◆ Instruction 1 ◆
Identify every line in the listing below that contains the word "point", and copy each of those lines.

◆ Extract provided ◆
»»

We remain opposed to any change that may potentially lessen the enjoyment of the game for recreational golfers or diminish the unprecedented momentum the game is enjoying. It appears recreational golfers will see a greater reduction in distance than we would advise. While this decrease has been lessened, we continue to recommend being more moderate on the swing speed change for the golf ball conformance test.
At this time, we continue to have concerns and look forward to continuing this important conversation and finding resolution with all of our golf industry partners.
We value our relationship with the USGA and R&A and respect their role as administrators of the Rules of Golf and the equipment standards of the game. We will continue to share our feedback on this, and any topic that affects our PGA of America Golf Professionals and the countless number of golfers they coach and welcome into the game each year.
DP World Tour statement
“We appreciate the amount of time and effort the game’s governing bodies, The R&A and the USGA, have expended in research in this area. They are golf’s rule makers, and we therefore respect the decision they have arrived at.”
The LPGA is appreciative of the leadership and stewardship of the USGA and The R&A on a variety of topics within the game, including today’s announcement regarding the anticipated changes to the rules governing distance. While we do not feel there is a distance issue in the women’s game, we recognize the need for the USGA and the R&A to address complex challenges and ensure the game’s continued long-term growth, success and sustainability.
We support the USGA and R&A’s decision to eliminate their previous proposal for implementation of a Model Local Rule related to the golf ball as we believe a unified approach to the game is important for the continued growth of women’s golf. Consistency across the game provides the best opportunity for the LPGA to showcase the enormous talent of our athletes and helps ensure the LPGA will continue to be a leader in elevating, inspiring, and advancing girls and women as we have been for more than 73 years.
We will continue to study the data the USGA and The R&A have shared and the effect these proposed changes will have on the women’s recreational, junior, amateur and professional game in 2028 and 2030; and we will continue to advocate for the advancement of the women’s game at every level.

««

◆ Data shown ◆

»»

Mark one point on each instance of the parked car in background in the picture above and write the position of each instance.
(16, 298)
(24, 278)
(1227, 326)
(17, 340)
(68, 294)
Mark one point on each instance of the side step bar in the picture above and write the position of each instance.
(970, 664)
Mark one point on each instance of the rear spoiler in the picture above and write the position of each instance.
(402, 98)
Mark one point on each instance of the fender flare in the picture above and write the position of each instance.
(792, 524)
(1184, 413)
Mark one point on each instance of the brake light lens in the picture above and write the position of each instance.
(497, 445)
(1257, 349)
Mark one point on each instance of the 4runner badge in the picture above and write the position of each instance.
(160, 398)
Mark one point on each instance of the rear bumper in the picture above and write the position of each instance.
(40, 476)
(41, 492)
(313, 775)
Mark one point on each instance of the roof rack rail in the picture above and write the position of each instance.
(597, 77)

««

◆ Instruction 2 ◆
From the statements on golf ball distance, reproduce the passage starting at "We support the" and ending at "at every level.".

◆ Output 1 ◆
Mark one point on each instance of the parked car in background in the picture above and write the position of each instance.
Mark one point on each instance of the side step bar in the picture above and write the position of each instance.
Mark one point on each instance of the rear spoiler in the picture above and write the position of each instance.
Mark one point on each instance of the fender flare in the picture above and write the position of each instance.
Mark one point on each instance of the brake light lens in the picture above and write the position of each instance.
Mark one point on each instance of the 4runner badge in the picture above and write the position of each instance.
Mark one point on each instance of the rear bumper in the picture above and write the position of each instance.
Mark one point on each instance of the roof rack rail in the picture above and write the position of each instance.

◆ Output 2 ◆
We support the USGA and R&A’s decision to eliminate their previous proposal for implementation of a Model Local Rule related to the golf ball as we believe a unified approach to the game is important for the continued growth of women’s golf. Consistency across the game provides the best opportunity for the LPGA to showcase the enormous talent of our athletes and helps ensure the LPGA will continue to be a leader in elevating, inspiring, and advancing girls and women as we have been for more than 73 years.
We will continue to study the data the USGA and The R&A have shared and the effect these proposed changes will have on the women’s recreational, junior, amateur and professional game in 2028 and 2030; and we will continue to advocate for the advancement of the women’s game at every level.